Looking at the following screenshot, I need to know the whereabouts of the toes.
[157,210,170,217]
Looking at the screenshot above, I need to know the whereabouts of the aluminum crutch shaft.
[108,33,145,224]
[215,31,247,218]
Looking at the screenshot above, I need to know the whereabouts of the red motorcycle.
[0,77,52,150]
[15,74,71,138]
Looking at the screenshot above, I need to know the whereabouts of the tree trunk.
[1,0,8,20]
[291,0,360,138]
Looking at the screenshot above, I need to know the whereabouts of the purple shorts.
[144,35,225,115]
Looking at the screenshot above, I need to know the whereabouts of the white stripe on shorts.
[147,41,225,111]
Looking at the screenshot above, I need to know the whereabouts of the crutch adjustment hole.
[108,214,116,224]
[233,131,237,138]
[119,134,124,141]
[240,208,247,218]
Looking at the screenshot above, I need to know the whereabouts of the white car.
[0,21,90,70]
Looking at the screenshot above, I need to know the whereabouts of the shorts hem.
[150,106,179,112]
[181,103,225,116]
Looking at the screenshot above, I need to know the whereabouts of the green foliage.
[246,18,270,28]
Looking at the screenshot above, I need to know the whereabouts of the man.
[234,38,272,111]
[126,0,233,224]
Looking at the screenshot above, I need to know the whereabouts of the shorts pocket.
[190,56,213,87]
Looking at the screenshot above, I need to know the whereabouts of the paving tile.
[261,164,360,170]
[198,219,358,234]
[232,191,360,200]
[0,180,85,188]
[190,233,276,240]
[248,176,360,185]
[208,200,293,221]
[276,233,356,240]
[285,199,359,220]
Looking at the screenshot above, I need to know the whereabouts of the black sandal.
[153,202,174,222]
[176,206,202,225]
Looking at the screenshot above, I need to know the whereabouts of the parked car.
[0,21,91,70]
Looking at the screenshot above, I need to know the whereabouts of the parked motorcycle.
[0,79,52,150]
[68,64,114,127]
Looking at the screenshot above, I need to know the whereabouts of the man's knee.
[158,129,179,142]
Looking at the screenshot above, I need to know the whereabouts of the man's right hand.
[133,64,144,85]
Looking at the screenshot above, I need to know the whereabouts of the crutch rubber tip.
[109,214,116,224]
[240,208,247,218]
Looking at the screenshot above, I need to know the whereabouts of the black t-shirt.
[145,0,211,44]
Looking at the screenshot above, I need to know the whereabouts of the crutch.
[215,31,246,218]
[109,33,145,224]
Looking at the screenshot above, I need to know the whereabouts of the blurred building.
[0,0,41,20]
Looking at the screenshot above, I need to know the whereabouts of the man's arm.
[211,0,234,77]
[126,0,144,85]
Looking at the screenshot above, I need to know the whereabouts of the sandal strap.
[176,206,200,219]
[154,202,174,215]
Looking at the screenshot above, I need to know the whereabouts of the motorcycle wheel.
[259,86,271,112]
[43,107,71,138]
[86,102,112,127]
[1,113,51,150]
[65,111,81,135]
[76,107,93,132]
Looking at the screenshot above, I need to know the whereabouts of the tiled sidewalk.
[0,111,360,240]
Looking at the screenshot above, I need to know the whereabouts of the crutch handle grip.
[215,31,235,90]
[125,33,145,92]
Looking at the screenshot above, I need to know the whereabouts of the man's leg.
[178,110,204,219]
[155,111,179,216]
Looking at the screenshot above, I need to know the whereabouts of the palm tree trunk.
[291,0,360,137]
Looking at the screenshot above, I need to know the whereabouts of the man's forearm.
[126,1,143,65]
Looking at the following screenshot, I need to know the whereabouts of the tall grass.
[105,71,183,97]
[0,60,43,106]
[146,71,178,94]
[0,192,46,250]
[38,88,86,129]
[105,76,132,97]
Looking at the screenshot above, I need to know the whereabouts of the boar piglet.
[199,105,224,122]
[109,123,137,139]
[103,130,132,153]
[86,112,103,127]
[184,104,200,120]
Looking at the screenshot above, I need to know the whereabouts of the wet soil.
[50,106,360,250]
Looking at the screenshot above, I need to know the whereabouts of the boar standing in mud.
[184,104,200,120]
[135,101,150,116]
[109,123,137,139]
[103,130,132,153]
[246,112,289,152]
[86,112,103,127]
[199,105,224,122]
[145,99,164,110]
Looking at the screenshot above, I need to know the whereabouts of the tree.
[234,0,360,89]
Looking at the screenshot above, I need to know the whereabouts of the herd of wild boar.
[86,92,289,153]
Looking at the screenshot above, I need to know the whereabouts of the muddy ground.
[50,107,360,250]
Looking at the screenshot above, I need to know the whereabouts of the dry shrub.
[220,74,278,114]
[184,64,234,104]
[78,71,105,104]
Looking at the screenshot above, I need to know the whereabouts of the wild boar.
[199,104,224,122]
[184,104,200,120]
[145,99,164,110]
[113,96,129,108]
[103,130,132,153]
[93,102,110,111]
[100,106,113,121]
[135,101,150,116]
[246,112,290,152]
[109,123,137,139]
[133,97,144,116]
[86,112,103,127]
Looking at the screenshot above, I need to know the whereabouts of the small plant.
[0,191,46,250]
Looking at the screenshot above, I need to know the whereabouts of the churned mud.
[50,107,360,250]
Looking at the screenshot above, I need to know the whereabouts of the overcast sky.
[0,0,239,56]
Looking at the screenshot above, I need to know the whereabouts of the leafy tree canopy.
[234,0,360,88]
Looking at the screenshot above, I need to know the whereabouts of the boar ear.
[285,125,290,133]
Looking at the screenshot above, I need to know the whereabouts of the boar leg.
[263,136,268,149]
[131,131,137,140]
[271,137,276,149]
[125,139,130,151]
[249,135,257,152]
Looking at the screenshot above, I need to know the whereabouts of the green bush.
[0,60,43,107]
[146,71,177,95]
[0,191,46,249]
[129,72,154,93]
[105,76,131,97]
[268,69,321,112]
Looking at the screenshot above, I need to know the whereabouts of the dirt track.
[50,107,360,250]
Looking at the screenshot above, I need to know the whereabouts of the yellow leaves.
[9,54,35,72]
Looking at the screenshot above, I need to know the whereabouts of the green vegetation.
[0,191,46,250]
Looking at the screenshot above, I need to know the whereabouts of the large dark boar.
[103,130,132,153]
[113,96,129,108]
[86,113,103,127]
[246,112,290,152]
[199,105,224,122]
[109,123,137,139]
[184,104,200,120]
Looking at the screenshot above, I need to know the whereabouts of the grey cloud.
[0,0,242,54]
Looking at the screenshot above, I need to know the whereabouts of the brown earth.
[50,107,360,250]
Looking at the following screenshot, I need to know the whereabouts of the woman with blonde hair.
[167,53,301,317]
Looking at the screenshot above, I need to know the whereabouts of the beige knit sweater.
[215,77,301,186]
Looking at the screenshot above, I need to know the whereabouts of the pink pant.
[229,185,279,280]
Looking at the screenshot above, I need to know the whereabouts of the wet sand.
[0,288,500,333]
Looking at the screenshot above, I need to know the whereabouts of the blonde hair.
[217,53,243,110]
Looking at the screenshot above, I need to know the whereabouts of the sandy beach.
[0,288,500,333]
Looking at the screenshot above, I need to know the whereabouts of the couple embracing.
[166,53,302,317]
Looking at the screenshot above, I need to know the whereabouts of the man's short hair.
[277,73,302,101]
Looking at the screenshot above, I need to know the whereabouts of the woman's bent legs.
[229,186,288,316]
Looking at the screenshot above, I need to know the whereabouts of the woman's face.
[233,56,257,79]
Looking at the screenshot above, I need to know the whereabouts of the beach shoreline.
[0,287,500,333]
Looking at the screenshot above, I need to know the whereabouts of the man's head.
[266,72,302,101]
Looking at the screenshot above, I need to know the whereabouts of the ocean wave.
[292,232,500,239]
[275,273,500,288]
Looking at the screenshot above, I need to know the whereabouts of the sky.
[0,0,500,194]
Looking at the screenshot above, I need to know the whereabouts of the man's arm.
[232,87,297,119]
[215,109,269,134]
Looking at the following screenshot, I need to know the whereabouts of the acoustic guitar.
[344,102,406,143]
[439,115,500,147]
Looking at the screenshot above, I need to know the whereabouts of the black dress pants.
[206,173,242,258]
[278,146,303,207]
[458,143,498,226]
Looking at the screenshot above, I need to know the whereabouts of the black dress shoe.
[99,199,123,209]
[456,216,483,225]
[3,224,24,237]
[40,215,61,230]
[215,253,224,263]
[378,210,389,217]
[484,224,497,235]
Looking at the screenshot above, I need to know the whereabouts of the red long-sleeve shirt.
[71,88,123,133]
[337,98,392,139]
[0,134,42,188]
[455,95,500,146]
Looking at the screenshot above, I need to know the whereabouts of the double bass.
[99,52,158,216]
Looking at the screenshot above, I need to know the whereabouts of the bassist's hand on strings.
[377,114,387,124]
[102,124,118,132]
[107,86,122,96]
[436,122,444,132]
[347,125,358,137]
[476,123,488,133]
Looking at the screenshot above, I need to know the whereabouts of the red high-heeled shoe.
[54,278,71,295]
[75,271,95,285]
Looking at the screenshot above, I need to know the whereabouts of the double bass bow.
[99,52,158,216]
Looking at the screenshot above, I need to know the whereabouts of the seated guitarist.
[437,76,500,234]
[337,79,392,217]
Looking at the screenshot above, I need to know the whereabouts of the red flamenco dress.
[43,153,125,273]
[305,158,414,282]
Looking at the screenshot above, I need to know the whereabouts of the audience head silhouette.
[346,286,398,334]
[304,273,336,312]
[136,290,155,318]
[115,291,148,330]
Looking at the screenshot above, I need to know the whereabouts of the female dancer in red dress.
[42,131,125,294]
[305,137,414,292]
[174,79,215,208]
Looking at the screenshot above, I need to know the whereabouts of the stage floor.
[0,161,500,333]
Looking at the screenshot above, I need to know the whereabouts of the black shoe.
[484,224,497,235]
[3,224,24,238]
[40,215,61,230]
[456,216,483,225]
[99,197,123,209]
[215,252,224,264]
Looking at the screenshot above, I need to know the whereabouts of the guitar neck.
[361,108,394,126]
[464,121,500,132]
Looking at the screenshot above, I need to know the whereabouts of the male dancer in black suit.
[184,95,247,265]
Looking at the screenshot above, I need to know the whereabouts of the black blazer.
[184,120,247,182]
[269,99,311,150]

■ **INSTRUCTIONS TO FOLLOW**: Duplicate the lines of the records above precisely, starting at the line containing "the shorts pocket." and ending at the line containing "[126,1,143,65]".

■ **THE ANSWER**:
Looking at the screenshot above, I need to know the whereabouts of the shorts pocket.
[190,56,213,87]
Looking at the screenshot above, I need to know the whereabouts of the paving tile.
[261,164,360,170]
[198,219,358,234]
[232,191,360,200]
[0,180,85,188]
[190,233,276,240]
[248,176,360,185]
[208,200,293,221]
[276,233,356,240]
[285,199,359,220]
Looking at the screenshot above, I need to know the whereabouts of the black sandal.
[153,202,174,222]
[176,206,202,225]
Looking at the screenshot above, I need to know the whereabouts of the parked car.
[0,21,91,70]
Looking at the screenshot above, I need to know the whereabouts of the parked motorcycle.
[0,79,52,150]
[68,64,114,127]
Looking at the screenshot above, I need to know the whereabouts of the man's knee.
[158,129,179,142]
Looking at the screenshot above, I need to know the whereabouts of the man's right hand.
[133,64,144,85]
Looking at the screenshot above, I need to know the whereabouts of the crutch rubber tip.
[109,214,116,224]
[240,208,247,218]
Looking at the screenshot above, I need to know the whereabouts of the black t-shirt.
[145,0,211,44]
Looking at the screenshot above, I need to know the whereabouts of the crutch.
[215,31,246,218]
[109,33,145,224]
Looking at the screenshot above, I need to know the whereabouts of the blurred building.
[0,0,41,20]
Looking at the screenshot above, I need to know the whereabouts of the man's arm.
[211,0,234,77]
[126,0,144,85]
Looking at the screenshot above, I need to know the whereabouts of the sandal strap.
[176,206,200,219]
[154,202,174,215]
Looking at the screenshot above, I need to know the whereabouts of the motorcycle wheel.
[259,86,271,112]
[43,107,71,138]
[86,102,112,127]
[1,113,51,150]
[65,111,81,135]
[76,107,93,132]
Looking at the screenshot above, I need to know the whereabouts of the tiled sidewalk.
[0,111,360,240]
Looking at the screenshot above, I need to know the whereabouts of the crutch handle grip.
[215,31,235,90]
[125,33,145,92]
Looking at the screenshot above, I need to know the whereabouts of the man's leg.
[178,110,204,219]
[155,111,179,216]
Looking at the screenshot above, I need to know the whereabouts of the palm tree trunk.
[291,0,360,137]
Looking at the screenshot above, I need to know the whereabouts of the man's forearm.
[126,1,143,65]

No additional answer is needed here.